» Blog » Honor i Krew - entuzjastycznie
02-06-2011 15:38

Honor i Krew - entuzjastycznie

W działach: Portal, FATE, Honor i Krew | Odsłony: 7

Honor i Krew - entuzjastycznie
[Jeśli podobał ci się tekst, zobacz inne na Bałaganie - blogu o RPG i fantastyce]

Właśnie przeczytałem obszerną zapowiedź nowej gry RPG, która ma się ukazać nakładem Wydawnictwa Portal. Tak – chodzi o Honor i krew Johna Wicka. Powiem wam jedno – mógłbym już Trzewikowi wysłać kasę, bo nie mogę się doczekać wydania!

Początek może trochę zbyt entuzjastyczny, ale uwierzcie – to pierwsza gra z portalowej serii indie na którą autentycznie czekam. Pozostałe to naprawdę dobre gry i nawet mam je na półce ale nie zapowiada się na to, że uda mi się w nie zagrać w najbliższym czasie. Mam za to nadzieję, że zupełnie inaczej będzie z H&K.

To skąd ten entuzjazm? Nowa gra o samurajach jest oparta na osławionym Houses of the Blooded, którego zawsze chciałem poznać a nigdy nie miałem okazji/czasu/pieniędzy. Mam nadzieję, że będzie dobrą motywacją do spróbowania gry. Swoją drogą - ktoś wie czy dałoby się tych zasad użyć do L5K?

· · · · ·

= KRÓTKIE ZADANIE A =
Streść w dwóch zdaniach wpis o grze Honor i Krew.
= KRÓTKIE ZADANIE B =
Oceń, czy poniższe stwierdzenia zgadzają się z wpisem o grze Honor i Krew, odpowiadając przy każdym tak lub nie i przytaczając dosłownie rozstrzygające słowa wpisu. (i) Gra ma się ukazać nakładem Wydawnictwa Portal. (ii) Honor i Krew to gra o piratach. (iii) W pozostałe gry z portalowej serii indie autor wpisu zagra wkrótce.
= KRÓTKIE ZADANIE C =
Zwróć wiernie fragment wpisu o grze Honor i Krew, zaczynając od słów zawierających "W działach: Portal, FATE, Honor" i kończąc po "się doczekać wydania!".
Opieraj się wyłącznie na powyższym tekście.

= DOSTARCZONE WIERSZE =
· · · · ·

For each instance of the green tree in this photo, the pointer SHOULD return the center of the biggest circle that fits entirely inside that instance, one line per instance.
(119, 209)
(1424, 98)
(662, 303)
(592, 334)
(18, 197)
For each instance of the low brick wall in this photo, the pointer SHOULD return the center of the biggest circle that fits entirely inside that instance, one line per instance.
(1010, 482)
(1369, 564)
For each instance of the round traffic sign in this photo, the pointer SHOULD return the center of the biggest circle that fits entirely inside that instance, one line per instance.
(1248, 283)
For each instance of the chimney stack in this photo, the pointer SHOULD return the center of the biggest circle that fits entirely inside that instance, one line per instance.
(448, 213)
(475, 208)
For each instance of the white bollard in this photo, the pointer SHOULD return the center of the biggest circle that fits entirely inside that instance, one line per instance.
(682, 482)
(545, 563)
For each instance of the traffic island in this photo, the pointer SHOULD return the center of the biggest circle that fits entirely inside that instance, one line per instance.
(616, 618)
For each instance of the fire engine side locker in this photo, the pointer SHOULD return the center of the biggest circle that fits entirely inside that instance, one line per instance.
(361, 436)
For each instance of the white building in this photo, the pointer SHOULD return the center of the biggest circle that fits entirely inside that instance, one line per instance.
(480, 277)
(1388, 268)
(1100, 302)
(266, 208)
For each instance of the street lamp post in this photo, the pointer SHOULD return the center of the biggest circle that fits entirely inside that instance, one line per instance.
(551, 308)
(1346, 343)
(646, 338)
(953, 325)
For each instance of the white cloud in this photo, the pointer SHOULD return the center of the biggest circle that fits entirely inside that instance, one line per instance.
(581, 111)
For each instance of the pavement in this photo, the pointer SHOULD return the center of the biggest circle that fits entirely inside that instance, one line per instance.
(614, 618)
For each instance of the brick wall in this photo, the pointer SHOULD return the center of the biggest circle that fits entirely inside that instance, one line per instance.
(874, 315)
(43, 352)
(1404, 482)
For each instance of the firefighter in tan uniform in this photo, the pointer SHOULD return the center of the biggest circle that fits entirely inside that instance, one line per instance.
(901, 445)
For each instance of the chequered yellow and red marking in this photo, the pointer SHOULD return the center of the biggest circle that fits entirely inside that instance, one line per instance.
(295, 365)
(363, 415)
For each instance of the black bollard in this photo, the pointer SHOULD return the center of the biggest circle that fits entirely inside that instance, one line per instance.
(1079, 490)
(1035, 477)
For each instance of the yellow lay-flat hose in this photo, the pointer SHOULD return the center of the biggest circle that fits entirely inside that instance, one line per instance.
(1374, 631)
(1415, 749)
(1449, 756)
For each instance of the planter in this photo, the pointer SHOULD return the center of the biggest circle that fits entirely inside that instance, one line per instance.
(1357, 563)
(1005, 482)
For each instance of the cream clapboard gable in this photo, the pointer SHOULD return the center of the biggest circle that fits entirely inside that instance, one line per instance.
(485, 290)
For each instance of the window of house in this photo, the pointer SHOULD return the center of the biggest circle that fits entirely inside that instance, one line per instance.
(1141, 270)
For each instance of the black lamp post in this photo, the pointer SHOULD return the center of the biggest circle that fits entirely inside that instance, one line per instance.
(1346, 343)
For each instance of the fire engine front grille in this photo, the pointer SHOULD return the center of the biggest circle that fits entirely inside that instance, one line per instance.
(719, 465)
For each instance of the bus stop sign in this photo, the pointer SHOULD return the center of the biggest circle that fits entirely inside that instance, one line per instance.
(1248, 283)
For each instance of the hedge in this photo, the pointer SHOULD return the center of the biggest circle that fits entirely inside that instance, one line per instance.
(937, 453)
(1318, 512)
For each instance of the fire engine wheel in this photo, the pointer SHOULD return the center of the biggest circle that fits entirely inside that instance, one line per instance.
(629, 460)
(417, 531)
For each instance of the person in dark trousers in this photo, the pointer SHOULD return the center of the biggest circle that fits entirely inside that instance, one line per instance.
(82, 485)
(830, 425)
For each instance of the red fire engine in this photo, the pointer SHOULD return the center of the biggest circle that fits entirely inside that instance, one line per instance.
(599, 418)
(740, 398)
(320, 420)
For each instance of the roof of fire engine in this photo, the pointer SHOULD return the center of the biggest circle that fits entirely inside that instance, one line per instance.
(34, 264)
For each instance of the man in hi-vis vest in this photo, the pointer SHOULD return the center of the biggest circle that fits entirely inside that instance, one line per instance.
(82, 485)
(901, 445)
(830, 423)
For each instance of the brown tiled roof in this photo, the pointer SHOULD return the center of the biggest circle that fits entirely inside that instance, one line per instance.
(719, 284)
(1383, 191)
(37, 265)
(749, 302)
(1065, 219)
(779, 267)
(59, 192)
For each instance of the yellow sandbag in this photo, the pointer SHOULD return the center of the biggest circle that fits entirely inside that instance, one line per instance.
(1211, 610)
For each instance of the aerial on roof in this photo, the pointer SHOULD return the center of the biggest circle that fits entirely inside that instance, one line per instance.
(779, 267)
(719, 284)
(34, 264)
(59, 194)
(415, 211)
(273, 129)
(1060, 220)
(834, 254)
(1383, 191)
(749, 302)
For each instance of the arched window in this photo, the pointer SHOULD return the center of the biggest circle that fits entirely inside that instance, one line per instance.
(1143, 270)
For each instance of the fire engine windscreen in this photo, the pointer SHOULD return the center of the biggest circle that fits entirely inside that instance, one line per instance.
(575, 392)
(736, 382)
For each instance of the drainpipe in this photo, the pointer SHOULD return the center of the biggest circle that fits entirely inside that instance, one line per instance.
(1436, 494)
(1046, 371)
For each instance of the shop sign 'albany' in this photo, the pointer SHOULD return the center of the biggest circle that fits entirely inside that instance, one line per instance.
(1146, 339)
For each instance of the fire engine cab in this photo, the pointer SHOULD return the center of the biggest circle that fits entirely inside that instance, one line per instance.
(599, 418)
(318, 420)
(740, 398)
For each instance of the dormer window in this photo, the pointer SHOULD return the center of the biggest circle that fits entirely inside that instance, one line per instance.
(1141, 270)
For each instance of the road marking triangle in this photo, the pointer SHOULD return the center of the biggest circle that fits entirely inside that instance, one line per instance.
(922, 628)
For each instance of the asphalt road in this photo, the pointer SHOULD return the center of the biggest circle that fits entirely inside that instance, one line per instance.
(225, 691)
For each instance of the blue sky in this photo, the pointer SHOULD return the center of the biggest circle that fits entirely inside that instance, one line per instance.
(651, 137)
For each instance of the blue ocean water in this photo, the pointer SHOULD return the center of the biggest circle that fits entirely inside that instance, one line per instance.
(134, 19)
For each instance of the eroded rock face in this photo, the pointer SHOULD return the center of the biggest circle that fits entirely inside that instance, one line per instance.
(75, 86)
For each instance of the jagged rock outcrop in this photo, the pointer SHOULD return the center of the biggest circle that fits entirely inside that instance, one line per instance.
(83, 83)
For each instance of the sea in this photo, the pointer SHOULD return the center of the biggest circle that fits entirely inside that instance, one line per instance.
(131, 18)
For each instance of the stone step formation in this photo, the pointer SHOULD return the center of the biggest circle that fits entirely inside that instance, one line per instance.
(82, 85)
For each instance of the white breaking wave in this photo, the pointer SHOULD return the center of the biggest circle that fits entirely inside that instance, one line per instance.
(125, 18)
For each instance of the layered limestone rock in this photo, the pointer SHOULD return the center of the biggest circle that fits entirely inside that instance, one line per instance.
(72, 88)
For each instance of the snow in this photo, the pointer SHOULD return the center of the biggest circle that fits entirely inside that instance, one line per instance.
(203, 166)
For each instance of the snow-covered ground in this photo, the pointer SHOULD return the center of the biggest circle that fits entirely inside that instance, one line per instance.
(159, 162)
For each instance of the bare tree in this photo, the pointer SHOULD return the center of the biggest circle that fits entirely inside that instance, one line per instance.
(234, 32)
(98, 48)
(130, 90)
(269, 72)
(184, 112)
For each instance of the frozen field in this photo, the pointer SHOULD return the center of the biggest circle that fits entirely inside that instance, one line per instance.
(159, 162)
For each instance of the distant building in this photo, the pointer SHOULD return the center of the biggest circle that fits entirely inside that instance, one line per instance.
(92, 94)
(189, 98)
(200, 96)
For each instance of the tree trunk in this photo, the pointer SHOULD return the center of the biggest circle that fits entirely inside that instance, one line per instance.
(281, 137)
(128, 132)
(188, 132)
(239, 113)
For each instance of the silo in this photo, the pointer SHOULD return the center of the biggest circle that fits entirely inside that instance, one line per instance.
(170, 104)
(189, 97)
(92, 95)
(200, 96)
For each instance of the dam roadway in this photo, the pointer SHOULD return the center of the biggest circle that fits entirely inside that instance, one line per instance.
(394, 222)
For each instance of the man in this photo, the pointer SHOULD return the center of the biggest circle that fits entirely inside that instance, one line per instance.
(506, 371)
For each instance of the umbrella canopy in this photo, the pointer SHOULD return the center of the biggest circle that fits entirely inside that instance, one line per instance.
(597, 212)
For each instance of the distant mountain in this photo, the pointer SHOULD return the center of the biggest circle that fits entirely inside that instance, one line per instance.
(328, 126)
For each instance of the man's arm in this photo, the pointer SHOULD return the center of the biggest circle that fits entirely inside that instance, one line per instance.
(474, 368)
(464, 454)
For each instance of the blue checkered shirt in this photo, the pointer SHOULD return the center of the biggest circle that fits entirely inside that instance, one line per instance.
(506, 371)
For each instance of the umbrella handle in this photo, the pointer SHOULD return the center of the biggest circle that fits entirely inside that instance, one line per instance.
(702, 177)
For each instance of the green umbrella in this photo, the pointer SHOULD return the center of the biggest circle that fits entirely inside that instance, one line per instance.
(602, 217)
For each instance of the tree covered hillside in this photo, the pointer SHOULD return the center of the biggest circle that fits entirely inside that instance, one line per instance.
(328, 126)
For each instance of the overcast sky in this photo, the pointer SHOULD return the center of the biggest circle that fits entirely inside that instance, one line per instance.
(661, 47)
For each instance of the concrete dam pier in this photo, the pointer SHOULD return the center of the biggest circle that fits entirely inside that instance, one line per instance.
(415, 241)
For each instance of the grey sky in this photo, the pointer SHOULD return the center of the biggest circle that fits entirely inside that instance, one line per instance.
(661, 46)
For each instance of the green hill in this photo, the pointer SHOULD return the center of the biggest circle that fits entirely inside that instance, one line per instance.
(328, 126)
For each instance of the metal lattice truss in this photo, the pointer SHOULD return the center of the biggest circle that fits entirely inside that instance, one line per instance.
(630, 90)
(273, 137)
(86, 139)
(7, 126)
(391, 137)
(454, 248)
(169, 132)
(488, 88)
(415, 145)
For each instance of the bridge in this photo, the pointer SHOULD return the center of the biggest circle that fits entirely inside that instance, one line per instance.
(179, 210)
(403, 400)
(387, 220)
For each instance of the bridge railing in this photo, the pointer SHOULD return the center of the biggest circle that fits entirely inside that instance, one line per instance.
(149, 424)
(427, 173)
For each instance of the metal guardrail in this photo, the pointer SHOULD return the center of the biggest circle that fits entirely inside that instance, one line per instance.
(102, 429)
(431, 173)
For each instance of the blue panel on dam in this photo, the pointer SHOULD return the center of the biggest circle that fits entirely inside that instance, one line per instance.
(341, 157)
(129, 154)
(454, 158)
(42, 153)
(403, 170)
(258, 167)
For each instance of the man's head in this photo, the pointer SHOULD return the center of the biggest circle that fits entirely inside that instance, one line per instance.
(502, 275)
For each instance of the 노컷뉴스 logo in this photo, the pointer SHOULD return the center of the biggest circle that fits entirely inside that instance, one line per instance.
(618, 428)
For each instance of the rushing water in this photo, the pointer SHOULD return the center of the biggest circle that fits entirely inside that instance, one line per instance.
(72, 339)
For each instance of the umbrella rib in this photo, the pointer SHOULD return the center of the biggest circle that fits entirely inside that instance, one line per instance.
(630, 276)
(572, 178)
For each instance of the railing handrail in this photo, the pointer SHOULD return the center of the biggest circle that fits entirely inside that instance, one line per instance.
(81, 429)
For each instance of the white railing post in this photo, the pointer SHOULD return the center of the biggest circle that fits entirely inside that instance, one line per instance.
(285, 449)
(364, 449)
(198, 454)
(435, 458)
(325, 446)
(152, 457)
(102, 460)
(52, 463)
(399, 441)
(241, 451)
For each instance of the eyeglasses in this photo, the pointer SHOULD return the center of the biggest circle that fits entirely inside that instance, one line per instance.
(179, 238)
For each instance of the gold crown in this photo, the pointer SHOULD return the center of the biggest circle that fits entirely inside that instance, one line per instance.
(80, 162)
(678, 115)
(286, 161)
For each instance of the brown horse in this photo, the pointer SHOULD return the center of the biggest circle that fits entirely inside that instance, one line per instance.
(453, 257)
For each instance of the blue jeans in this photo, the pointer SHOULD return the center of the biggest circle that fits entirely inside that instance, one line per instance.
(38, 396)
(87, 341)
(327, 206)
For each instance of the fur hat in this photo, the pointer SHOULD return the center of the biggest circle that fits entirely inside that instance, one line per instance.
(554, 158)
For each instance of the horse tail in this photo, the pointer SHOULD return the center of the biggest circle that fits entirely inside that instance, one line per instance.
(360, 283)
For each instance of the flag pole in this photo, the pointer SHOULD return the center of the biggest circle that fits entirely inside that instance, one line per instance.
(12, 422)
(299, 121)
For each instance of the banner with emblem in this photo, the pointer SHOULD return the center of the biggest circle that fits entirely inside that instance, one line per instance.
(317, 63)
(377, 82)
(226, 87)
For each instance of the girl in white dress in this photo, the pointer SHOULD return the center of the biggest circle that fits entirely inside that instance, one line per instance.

· · · · ·

= GOTOWA ODPOWIEDŹ A =
We wpisie wyrażono entuzjazm wobec zapowiedzianej gry RPG Honor i krew Johna Wicka, która ma się ukazać nakładem Wydawnictwa Portal i jest pierwszą grą z portalowej serii indie, na którą autor wpisu autentycznie czeka. Ta nowa gra o samurajach jest oparta na osławionym Houses of the Blooded, którego poznanie było od dawna w planach, ale brakowało okazji, czasu lub pieniędzy.

= GOTOWA ODPOWIEDŹ B =
(i) Tak: "która ma się ukazać nakładem Wydawnictwa Portal".
(ii) Nie: "Nowa gra o samurajach".
(iii) Nie: "nie zapowiada się na to, że uda mi się w nie zagrać w najbliższym czasie".

= GOTOWA ODPOWIEDŹ C =
W działach: Portal, FATE, Honor i Krew | Odsłony: 7

Honor i Krew - entuzjastycznie
[Jeśli podobał ci się tekst, zobacz inne na Bałaganie - blogu o RPG i fantastyce]

Właśnie przeczytałem obszerną zapowiedź nowej gry RPG, która ma się ukazać nakładem Wydawnictwa Portal. Tak – chodzi o Honor i krew Johna Wicka. Powiem wam jedno – mógłbym już Trzewikowi wysłać kasę, bo nie mogę się doczekać wydania!